**What needs to be done:** Which lines in the material below contain the string "tile"? Extract each of them in full.

(Dataset items)
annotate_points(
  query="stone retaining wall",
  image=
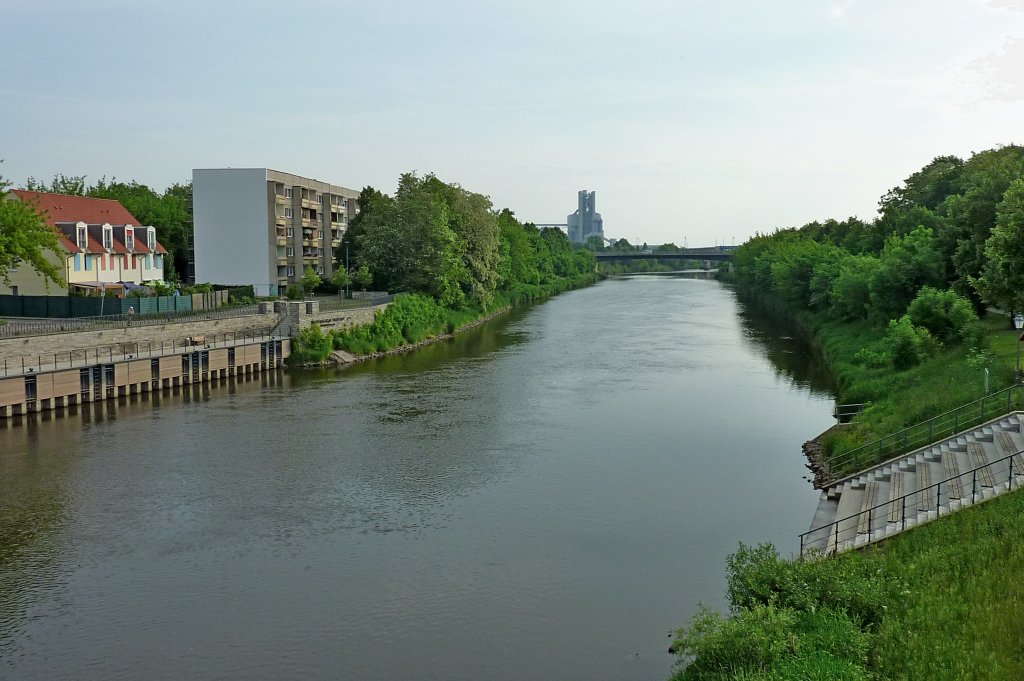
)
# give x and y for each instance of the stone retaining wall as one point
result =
(13, 349)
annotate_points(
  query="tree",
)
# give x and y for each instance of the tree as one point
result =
(74, 185)
(363, 277)
(341, 279)
(310, 280)
(25, 237)
(1001, 282)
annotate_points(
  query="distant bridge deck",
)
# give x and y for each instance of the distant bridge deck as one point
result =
(717, 253)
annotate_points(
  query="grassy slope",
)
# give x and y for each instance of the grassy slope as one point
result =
(953, 589)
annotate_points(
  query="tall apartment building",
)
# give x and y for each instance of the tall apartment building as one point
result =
(263, 227)
(586, 221)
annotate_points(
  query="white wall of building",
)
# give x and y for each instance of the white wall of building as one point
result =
(231, 222)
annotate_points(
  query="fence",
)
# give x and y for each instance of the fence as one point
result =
(128, 350)
(926, 432)
(332, 304)
(76, 306)
(897, 514)
(42, 327)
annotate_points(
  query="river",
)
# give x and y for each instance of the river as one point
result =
(544, 497)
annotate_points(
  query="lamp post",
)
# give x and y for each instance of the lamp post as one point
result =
(1018, 325)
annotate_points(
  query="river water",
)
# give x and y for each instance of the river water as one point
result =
(543, 498)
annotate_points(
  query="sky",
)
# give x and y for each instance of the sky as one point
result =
(695, 121)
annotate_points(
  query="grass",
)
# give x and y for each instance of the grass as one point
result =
(942, 601)
(939, 602)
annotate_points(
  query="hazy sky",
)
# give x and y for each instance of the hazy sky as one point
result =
(696, 120)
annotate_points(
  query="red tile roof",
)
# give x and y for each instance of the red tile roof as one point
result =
(66, 208)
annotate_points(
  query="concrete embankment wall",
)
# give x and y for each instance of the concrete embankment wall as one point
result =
(31, 348)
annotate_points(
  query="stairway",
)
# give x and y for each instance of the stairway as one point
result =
(921, 485)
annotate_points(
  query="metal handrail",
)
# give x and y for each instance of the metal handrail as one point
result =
(39, 326)
(918, 435)
(832, 537)
(132, 350)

**Full output:**
  query="red tile roof",
# give x and y for each instance of the red tile roof as one point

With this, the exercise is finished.